### Study text
*** Block opens ***

Does that make them less important?
More importantly... what does this have to do with whether or not ethics should be applied to non-human intelligence? If the reason that a human, a dog, a tree, and a rock have different 'levels' of rights is their different levels intelligence, than why would some (non-human) with roughly equal (or even higher) level of intelligence have a different set of rights?
Have you been touched by his noodly appendage?
Do you believe in the human soul?
Robots won't have souls even if they have AI. Abusing a robot will be like abusing a car -- stupid and expensive, but not cause for punishment or new laws.
Does anyone else not think it's funny they got a Science FICTION writer to help them? Emphasizing the word FICTION...
"Last year a UK government study predicted that in the next 50 years robots could demand the same rights as human beings". LOL
Formatted.... Sorry. :(
A couple of the replies I've ready through have taken a very "it's not biological, so it's not sentient/concious/etc" attitude towards all this. Firstly, I'd like to ask "what defines something as concious/sentient?" Is it ability to react with an enviroment? An understanding of self? We can't even agree on what is true artificial intelligence let alone; what is considered artificial emotion (and to some, they're one in the same).

*** Block closes ***

### Excerpted data
*** Block opens ***

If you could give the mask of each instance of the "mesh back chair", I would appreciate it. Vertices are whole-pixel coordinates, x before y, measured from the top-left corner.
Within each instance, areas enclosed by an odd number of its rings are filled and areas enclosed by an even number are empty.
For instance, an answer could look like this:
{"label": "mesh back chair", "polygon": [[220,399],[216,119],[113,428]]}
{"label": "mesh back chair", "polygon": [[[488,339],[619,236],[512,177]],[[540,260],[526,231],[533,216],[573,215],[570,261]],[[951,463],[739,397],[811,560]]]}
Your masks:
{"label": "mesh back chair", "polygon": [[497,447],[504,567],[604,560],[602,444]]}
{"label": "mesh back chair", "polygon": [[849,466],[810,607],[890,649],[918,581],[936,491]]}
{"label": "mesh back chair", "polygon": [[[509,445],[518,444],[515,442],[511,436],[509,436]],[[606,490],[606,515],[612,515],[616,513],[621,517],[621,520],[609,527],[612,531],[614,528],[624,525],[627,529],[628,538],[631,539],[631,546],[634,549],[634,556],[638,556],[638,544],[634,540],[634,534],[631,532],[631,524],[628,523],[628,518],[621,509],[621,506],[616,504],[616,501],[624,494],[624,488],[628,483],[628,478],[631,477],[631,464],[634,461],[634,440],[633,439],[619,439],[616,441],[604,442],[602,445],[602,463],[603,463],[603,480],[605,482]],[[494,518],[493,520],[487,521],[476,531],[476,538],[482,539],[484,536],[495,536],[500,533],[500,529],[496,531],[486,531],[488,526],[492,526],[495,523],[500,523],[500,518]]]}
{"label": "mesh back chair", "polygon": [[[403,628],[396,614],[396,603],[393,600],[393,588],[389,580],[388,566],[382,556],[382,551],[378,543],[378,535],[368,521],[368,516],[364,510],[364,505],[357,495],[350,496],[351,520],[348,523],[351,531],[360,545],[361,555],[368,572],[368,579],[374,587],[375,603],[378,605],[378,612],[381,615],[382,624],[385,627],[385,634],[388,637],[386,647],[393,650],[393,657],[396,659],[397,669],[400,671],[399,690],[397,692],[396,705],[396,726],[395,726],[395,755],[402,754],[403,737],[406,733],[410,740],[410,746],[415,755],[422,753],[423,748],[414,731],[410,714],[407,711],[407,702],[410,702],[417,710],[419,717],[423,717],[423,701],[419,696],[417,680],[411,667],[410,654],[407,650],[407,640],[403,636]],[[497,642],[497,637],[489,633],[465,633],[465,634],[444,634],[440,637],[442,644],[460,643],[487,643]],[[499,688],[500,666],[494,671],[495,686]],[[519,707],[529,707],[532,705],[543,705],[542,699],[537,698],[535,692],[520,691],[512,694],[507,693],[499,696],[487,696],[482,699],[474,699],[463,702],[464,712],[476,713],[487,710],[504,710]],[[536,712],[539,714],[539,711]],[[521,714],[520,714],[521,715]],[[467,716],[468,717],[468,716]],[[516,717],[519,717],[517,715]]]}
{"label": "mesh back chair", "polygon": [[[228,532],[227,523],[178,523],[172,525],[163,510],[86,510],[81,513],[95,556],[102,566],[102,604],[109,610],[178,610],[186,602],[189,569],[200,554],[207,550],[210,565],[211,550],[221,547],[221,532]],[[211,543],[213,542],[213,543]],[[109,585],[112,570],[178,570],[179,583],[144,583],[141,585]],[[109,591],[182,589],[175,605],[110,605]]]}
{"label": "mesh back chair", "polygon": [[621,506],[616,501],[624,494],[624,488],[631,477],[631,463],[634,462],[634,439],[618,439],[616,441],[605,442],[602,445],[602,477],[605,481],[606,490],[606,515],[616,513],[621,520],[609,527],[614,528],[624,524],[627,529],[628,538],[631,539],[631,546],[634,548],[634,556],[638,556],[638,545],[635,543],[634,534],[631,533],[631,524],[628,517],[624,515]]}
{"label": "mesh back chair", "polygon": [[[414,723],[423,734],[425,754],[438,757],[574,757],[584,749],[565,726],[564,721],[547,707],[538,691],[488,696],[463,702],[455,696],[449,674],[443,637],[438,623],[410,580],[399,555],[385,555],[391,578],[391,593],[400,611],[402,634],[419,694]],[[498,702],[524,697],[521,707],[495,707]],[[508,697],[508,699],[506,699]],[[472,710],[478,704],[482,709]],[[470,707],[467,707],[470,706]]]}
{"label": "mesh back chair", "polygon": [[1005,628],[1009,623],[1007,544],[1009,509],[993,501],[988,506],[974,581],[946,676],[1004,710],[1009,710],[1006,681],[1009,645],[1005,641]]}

*** Block closes ***

### Assigned task 1
Please copy from the comments on robot rights the passage that begins at the words "Do you believe" and stops after "in the same).".
### Assigned task 2
In the comments on robot rights, within how many years did the UK government study predict robots could demand the same rights as human beings?

### Reply 1
Do you believe in the human soul?
Robots won't have souls even if they have AI. Abusing a robot will be like abusing a car -- stupid and expensive, but not cause for punishment or new laws.
Does anyone else not think it's funny they got a Science FICTION writer to help them? Emphasizing the word FICTION...
"Last year a UK government study predicted that in the next 50 years robots could demand the same rights as human beings". LOL
Formatted.... Sorry. :(
A couple of the replies I've ready through have taken a very "it's not biological, so it's not sentient/concious/etc" attitude towards all this. Firstly, I'd like to ask "what defines something as concious/sentient?" Is it ability to react with an enviroment? An understanding of self? We can't even agree on what is true artificial intelligence let alone; what is considered artificial emotion (and to some, they're one in the same).

### Reply 2
Within the next 50 years.